**Do this:**
Copy out the entries below, substituting "segmentation" for each occurrence of "mask" and leaving everything else as it is.

**Supplied material:**
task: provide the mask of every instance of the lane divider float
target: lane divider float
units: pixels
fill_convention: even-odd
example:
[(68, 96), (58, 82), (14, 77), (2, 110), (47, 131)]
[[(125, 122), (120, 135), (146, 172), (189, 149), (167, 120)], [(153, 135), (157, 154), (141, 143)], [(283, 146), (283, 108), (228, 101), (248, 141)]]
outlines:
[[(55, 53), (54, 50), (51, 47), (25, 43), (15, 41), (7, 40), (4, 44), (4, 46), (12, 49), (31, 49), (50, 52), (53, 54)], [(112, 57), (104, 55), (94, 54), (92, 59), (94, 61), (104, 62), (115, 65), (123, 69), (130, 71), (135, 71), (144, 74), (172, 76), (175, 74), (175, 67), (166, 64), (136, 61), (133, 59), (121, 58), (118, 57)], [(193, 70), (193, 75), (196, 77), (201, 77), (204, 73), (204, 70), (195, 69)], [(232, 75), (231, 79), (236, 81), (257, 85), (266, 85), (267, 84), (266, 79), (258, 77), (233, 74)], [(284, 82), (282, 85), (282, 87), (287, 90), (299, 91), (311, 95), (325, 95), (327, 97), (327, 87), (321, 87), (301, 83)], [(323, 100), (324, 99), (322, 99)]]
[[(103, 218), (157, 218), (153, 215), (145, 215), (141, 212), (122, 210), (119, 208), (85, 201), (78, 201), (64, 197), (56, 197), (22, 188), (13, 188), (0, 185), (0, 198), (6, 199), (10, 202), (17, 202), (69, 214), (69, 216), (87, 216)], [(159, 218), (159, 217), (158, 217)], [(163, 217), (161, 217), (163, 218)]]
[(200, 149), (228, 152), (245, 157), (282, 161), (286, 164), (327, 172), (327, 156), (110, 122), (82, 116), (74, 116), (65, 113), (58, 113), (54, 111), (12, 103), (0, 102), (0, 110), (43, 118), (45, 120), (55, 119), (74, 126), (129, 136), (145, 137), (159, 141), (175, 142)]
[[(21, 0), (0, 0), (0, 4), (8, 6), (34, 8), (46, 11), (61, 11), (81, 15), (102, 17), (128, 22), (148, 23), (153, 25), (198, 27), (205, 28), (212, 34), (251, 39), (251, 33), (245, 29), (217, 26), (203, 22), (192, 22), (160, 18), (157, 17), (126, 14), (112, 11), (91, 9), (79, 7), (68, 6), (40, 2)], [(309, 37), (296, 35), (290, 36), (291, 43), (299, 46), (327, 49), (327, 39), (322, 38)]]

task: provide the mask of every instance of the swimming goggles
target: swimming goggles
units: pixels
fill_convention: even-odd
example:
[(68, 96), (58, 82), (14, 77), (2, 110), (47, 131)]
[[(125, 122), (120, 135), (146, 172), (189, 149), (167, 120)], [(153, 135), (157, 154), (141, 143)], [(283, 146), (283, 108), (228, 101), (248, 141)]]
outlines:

**Output of the exercise:**
task: provide the segmentation of every instance of the lane divider float
target: lane divider float
units: pixels
fill_convention: even-odd
example:
[(68, 96), (58, 82), (14, 77), (2, 110), (47, 131)]
[[(125, 122), (120, 135), (146, 172), (189, 149), (167, 120)], [(153, 135), (157, 154), (141, 143)], [(283, 146), (283, 108), (228, 101), (248, 141)]]
outlines:
[[(55, 53), (54, 50), (51, 47), (25, 43), (15, 41), (7, 40), (4, 44), (4, 46), (12, 49), (31, 49), (50, 52), (53, 54)], [(112, 57), (104, 55), (94, 54), (92, 59), (94, 61), (104, 62), (115, 65), (123, 69), (130, 71), (135, 71), (144, 74), (172, 76), (175, 74), (175, 67), (166, 64), (136, 61), (133, 59), (121, 58), (118, 57)], [(193, 70), (193, 75), (196, 77), (201, 77), (204, 73), (204, 70), (195, 69)], [(232, 75), (231, 79), (236, 81), (257, 85), (266, 85), (267, 84), (266, 79), (258, 77), (233, 74)], [(284, 82), (282, 85), (282, 87), (287, 90), (299, 91), (311, 95), (325, 95), (327, 97), (327, 87), (321, 87), (301, 83)], [(323, 100), (324, 99), (322, 99)]]
[[(103, 218), (157, 218), (153, 215), (145, 215), (141, 212), (122, 210), (119, 208), (85, 201), (78, 201), (64, 197), (56, 197), (22, 188), (13, 188), (0, 185), (0, 198), (6, 199), (10, 202), (17, 202), (69, 214), (69, 216), (87, 216)], [(159, 218), (159, 217), (158, 217)], [(163, 217), (161, 217), (163, 218)]]
[(200, 149), (228, 152), (245, 157), (282, 161), (286, 164), (327, 172), (327, 156), (110, 122), (82, 116), (74, 116), (65, 113), (58, 113), (54, 111), (12, 103), (0, 102), (0, 110), (43, 118), (45, 120), (55, 119), (74, 126), (129, 136), (145, 137), (159, 141), (175, 142)]
[[(21, 0), (0, 0), (0, 4), (8, 6), (34, 8), (46, 11), (61, 11), (81, 15), (102, 17), (128, 22), (148, 23), (153, 25), (198, 27), (205, 28), (212, 34), (251, 39), (251, 33), (245, 29), (217, 26), (203, 22), (192, 22), (160, 18), (157, 17), (126, 14), (112, 11), (91, 9), (79, 7), (68, 6), (40, 2)], [(309, 37), (296, 35), (290, 36), (291, 43), (299, 46), (327, 49), (327, 39), (322, 38)]]

task: provide the segmentation of every instance of the swimming goggles
target: swimming goggles
units: pixels
fill_convention: even-odd
example:
[(68, 96), (58, 82), (14, 77), (2, 110), (47, 131)]
[[(125, 122), (120, 135), (146, 172), (189, 149), (167, 120)], [(153, 135), (157, 154), (141, 143)], [(283, 146), (283, 108), (228, 101), (248, 141)]]
outlines:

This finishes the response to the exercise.